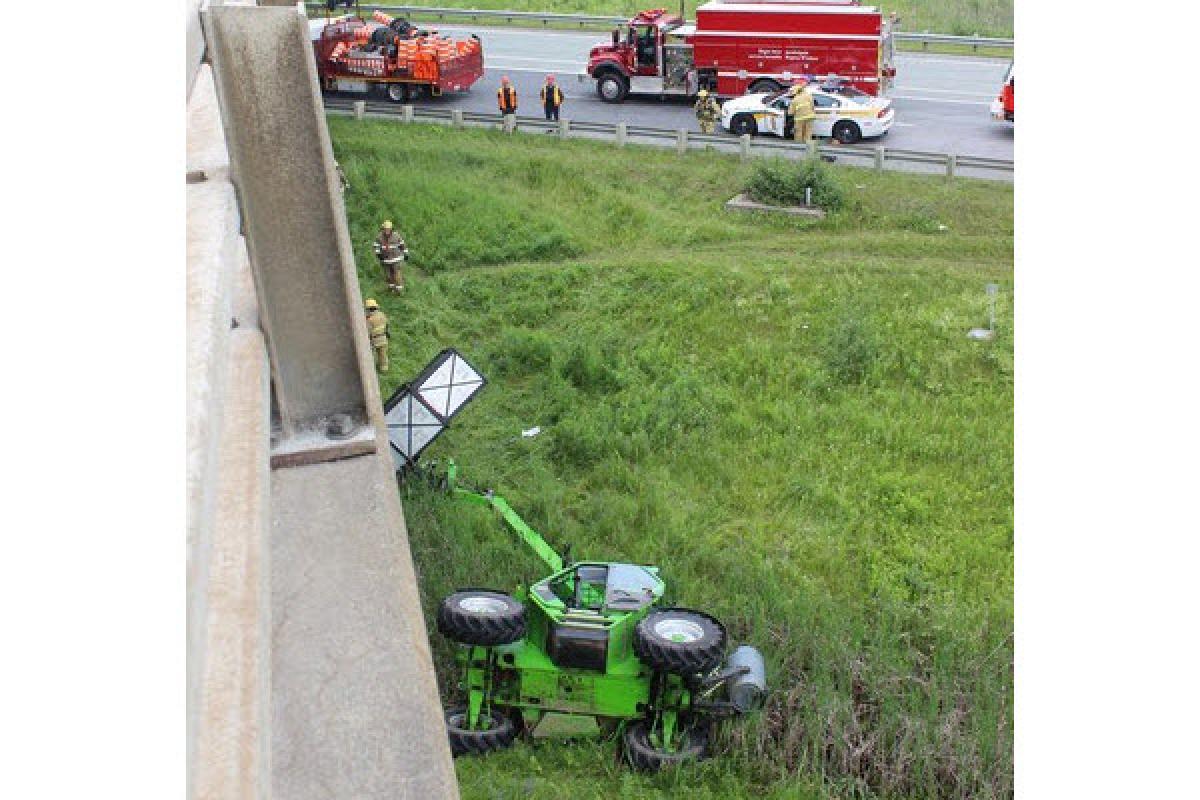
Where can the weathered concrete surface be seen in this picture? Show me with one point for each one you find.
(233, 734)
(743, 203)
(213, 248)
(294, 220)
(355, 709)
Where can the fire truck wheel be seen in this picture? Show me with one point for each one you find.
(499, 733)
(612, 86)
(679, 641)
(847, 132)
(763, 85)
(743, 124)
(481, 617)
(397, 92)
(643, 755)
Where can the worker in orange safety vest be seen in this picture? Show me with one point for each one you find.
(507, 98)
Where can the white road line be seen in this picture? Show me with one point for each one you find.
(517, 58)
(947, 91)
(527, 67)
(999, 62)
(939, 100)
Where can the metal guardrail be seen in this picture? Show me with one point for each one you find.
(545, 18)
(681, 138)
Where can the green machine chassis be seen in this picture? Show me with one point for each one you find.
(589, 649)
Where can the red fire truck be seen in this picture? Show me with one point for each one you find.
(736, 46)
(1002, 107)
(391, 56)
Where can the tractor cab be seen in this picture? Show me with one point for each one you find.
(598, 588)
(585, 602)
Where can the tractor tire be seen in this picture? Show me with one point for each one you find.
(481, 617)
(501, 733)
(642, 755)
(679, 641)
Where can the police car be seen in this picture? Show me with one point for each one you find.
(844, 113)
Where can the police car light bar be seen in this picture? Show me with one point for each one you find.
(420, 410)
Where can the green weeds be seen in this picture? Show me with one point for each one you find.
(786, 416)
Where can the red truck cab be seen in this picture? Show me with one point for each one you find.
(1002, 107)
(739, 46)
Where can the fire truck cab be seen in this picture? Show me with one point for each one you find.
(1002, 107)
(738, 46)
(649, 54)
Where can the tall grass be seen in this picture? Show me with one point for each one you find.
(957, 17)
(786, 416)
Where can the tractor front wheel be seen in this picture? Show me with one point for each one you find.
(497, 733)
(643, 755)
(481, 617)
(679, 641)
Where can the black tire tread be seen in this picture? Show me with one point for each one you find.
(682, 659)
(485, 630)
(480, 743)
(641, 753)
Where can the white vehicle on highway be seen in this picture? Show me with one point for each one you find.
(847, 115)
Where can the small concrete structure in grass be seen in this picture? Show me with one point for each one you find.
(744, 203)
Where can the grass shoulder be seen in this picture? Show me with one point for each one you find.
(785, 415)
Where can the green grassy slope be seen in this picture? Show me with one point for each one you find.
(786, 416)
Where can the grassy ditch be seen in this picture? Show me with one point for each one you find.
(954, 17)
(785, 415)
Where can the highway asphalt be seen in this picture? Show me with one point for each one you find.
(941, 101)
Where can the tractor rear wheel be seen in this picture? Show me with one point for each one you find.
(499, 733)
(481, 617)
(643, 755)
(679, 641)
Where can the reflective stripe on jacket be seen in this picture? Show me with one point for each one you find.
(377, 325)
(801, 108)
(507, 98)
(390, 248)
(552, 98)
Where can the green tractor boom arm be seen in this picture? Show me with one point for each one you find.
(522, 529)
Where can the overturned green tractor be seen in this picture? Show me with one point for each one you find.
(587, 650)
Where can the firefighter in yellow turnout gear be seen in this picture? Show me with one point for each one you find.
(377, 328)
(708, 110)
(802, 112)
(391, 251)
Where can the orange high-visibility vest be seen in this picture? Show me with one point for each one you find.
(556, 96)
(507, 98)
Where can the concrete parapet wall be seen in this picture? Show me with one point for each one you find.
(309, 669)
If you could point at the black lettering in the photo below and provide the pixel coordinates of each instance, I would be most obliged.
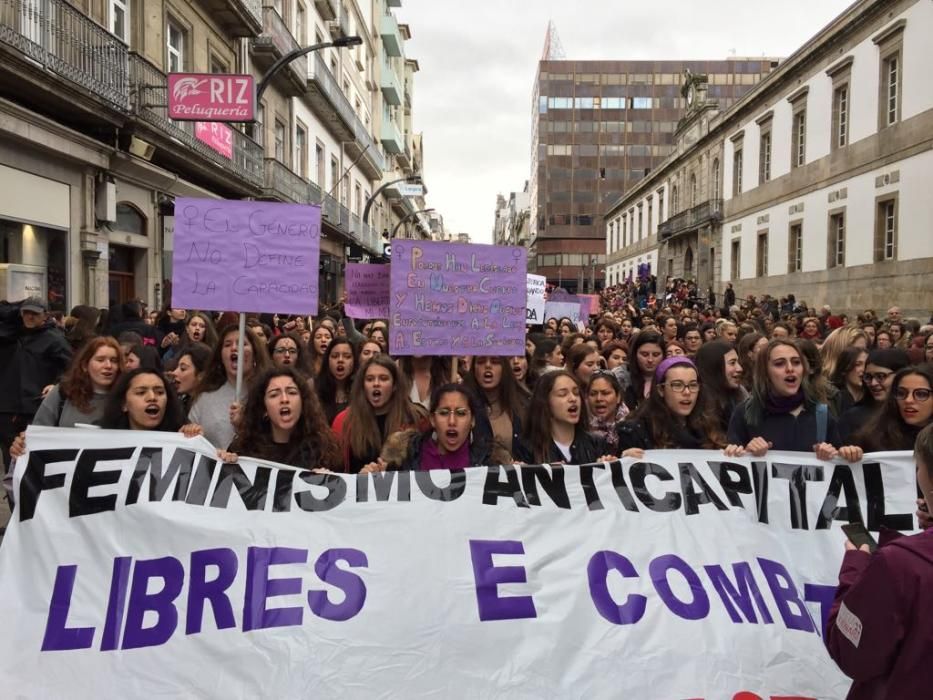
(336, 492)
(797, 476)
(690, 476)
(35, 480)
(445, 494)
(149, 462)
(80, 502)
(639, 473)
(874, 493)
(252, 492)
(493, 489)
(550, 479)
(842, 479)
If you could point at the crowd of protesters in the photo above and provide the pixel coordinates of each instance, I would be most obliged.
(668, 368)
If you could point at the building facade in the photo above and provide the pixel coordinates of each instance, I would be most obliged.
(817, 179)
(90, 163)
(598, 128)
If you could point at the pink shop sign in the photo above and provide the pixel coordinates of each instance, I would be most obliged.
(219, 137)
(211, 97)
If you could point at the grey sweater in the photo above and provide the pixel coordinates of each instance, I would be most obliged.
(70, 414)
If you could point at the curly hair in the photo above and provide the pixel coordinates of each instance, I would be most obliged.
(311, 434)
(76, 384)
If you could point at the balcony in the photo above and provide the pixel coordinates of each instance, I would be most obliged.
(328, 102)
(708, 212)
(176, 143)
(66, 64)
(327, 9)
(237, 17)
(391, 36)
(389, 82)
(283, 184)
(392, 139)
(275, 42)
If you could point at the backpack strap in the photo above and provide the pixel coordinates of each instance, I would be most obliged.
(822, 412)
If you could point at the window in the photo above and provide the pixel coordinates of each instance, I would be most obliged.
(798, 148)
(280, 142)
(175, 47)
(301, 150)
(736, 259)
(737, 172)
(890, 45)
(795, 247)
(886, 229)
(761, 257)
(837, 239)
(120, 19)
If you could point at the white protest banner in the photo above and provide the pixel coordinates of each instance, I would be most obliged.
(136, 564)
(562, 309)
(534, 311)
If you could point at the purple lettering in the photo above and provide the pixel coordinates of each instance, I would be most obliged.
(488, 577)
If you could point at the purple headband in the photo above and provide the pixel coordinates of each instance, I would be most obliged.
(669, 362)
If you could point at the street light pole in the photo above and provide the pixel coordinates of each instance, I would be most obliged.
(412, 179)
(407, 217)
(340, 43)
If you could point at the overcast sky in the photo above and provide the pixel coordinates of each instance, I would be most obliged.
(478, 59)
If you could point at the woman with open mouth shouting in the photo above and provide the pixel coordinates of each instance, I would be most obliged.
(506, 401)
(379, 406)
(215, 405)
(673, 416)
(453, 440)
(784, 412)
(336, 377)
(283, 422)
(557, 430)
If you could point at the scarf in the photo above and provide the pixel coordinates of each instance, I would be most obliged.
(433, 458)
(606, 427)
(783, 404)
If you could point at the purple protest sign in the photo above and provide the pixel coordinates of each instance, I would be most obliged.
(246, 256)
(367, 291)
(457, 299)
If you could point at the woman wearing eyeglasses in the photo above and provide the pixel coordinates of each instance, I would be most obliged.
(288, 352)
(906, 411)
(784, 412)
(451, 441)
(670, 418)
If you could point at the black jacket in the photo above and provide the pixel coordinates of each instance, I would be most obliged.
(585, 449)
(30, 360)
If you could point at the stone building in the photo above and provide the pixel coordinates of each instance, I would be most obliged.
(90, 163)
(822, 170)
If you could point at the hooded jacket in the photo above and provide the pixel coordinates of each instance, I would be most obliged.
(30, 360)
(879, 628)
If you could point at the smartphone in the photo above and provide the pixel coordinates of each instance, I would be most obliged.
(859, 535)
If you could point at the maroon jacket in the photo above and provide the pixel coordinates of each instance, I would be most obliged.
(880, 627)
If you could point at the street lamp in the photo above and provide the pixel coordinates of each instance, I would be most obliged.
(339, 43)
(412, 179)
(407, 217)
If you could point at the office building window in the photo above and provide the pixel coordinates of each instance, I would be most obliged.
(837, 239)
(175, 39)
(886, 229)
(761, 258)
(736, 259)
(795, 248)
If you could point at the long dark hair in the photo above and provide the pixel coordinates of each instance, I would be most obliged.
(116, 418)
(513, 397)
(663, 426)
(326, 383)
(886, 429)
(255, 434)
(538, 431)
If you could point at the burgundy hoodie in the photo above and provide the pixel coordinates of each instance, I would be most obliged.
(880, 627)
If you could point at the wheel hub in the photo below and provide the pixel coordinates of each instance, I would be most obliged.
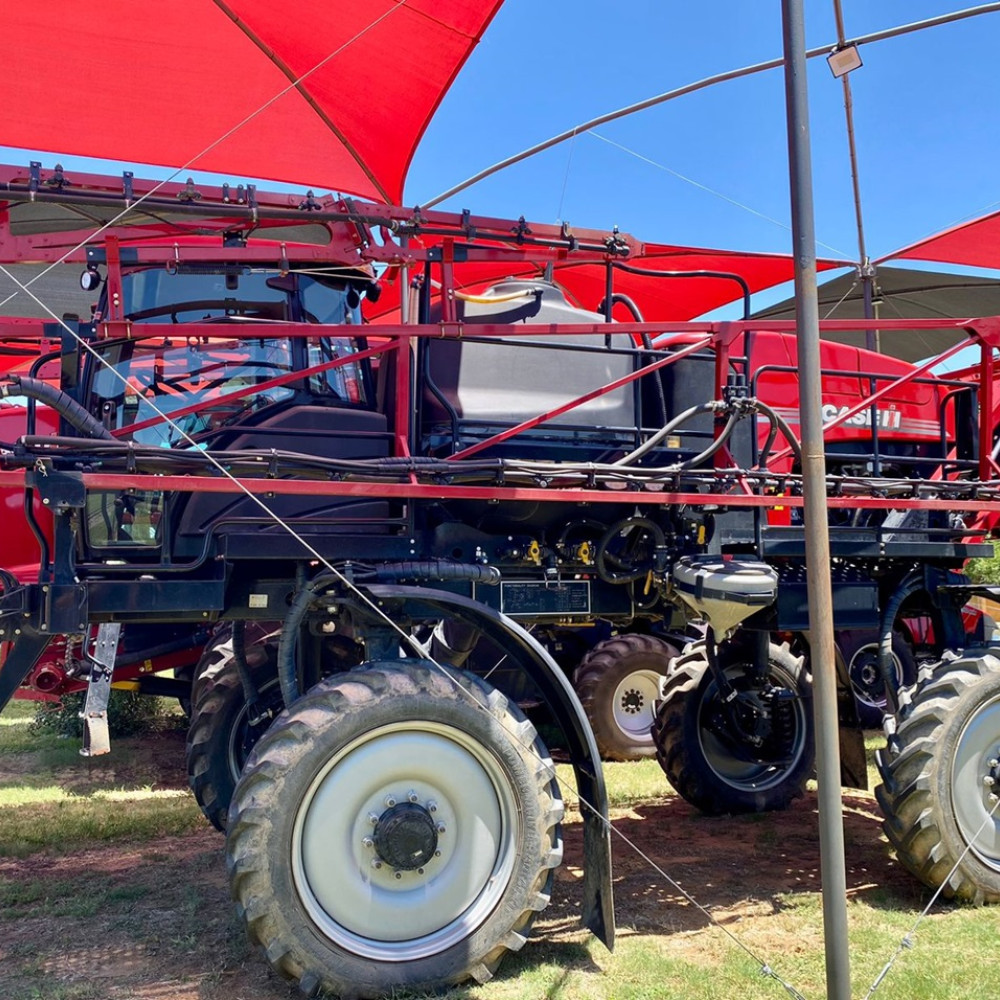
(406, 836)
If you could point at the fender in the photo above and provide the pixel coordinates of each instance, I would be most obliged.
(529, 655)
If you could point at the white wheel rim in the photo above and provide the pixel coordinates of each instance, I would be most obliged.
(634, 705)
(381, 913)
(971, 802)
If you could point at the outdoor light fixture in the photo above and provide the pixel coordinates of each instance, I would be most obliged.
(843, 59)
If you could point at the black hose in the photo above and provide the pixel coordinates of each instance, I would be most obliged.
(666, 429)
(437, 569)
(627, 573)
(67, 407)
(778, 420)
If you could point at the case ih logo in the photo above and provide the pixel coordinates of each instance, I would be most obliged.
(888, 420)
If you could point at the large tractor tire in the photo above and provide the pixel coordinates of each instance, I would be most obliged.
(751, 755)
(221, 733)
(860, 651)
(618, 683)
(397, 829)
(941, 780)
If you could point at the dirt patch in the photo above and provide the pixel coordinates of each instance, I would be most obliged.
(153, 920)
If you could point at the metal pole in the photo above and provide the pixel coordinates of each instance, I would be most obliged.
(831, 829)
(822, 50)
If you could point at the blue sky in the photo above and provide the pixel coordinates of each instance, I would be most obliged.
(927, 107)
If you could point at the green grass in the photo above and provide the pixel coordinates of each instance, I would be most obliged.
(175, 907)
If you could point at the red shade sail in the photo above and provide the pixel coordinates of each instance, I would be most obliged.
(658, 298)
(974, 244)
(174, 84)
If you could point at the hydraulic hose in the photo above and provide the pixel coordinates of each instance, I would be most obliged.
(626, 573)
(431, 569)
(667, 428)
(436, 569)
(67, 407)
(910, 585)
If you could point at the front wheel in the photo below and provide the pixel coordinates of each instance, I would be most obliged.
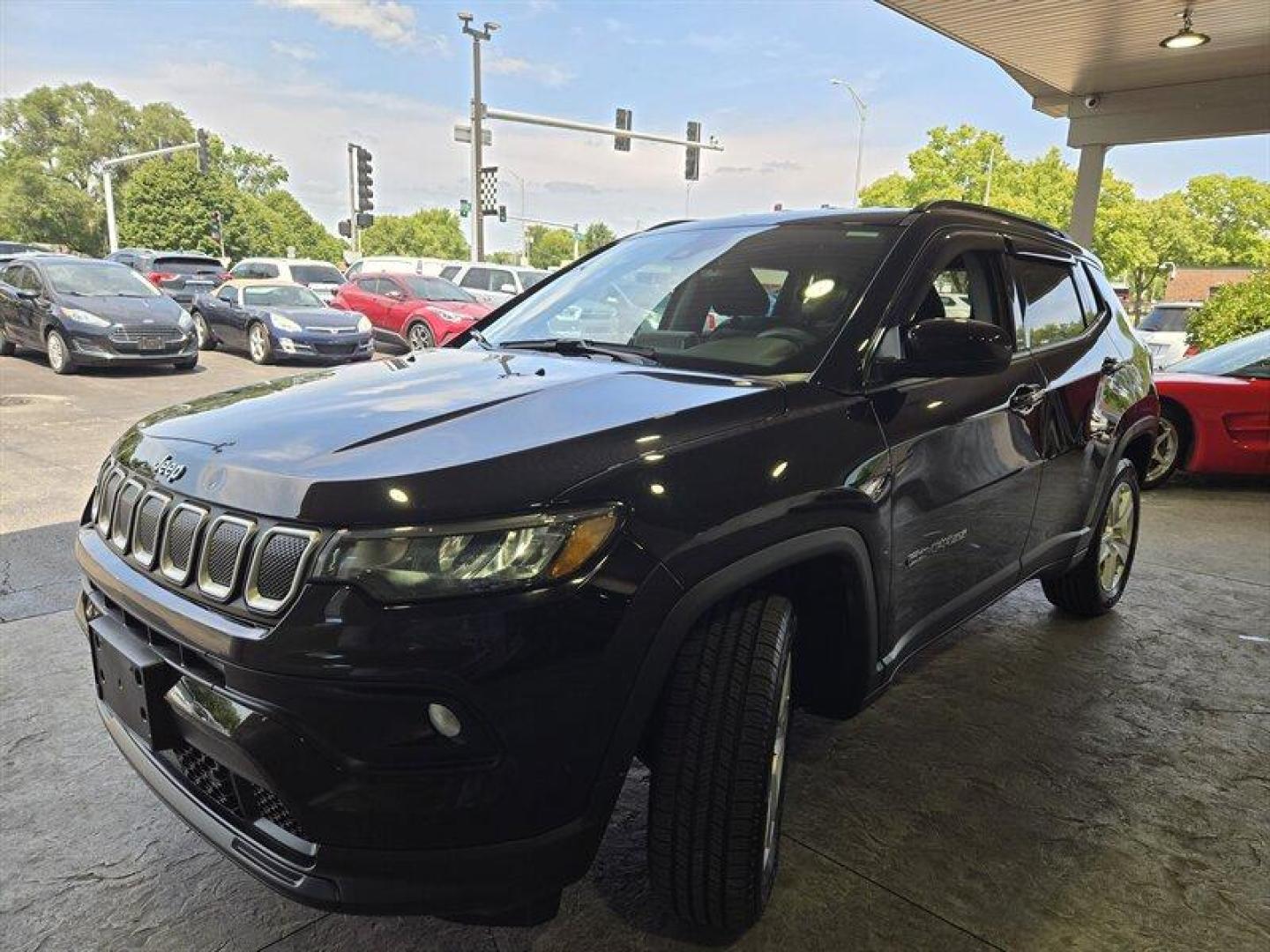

----

[TASK TO COMPLETE]: Take the line containing "If you could point at the hydraulic" as the first line and the last line of the data above as the final one, and output exactly the lines between them, inclusive, with no pictures.

[TASK RESULT]:
If you could point at the hydraulic hose in the photo above and provide the pixel coordinates of each instance, I would be most obliged.
(626, 573)
(431, 569)
(667, 428)
(436, 569)
(67, 407)
(910, 585)
If you could point at the front wheel in the photo below and provide the pixel coordinates of each instance, I would be most obliged.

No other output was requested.